**Try it**
Set down each line from the line holding "of the metal" to the last line of the entries below, exactly, with both ends included and without pictures.

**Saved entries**

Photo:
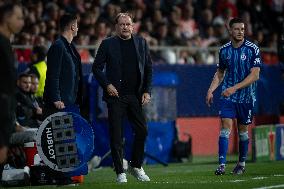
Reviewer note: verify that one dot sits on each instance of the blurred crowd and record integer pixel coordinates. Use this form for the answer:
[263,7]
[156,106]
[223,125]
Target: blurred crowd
[190,23]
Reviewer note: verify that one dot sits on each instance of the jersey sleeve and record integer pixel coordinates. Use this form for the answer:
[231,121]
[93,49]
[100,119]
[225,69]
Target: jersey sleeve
[221,65]
[256,59]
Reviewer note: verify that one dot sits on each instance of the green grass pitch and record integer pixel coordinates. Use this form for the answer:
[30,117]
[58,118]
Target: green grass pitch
[199,175]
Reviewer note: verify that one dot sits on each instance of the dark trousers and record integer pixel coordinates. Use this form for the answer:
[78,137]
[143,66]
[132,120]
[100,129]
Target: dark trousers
[126,105]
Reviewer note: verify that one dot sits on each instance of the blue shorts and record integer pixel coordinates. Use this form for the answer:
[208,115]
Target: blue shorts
[243,112]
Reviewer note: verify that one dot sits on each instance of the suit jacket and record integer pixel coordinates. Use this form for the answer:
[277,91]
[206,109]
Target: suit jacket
[64,74]
[109,57]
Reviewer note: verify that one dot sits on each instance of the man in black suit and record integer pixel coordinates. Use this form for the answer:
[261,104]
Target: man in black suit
[126,83]
[63,85]
[11,22]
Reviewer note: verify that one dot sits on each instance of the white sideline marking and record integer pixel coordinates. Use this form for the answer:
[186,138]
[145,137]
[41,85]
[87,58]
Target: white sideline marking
[268,187]
[237,180]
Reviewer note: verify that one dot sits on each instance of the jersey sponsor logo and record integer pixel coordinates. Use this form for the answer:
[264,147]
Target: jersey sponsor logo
[256,61]
[243,57]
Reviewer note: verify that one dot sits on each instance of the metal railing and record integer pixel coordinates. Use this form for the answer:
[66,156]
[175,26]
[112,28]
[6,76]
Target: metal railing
[175,49]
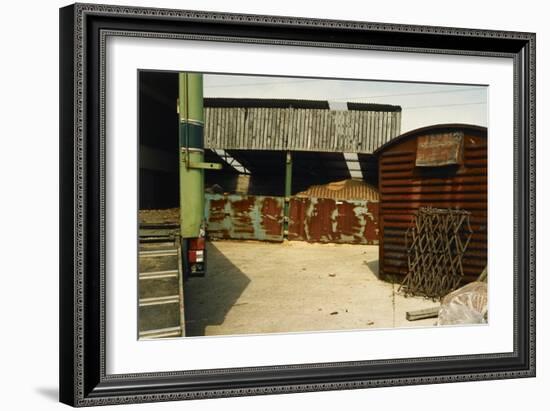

**Your solution**
Reviewer note: verify that one dot sits on each instance of the metal railing and record integer pixel coordinates. Use this form for the answer:
[66,156]
[175,26]
[112,28]
[6,76]
Target: metal railing
[175,49]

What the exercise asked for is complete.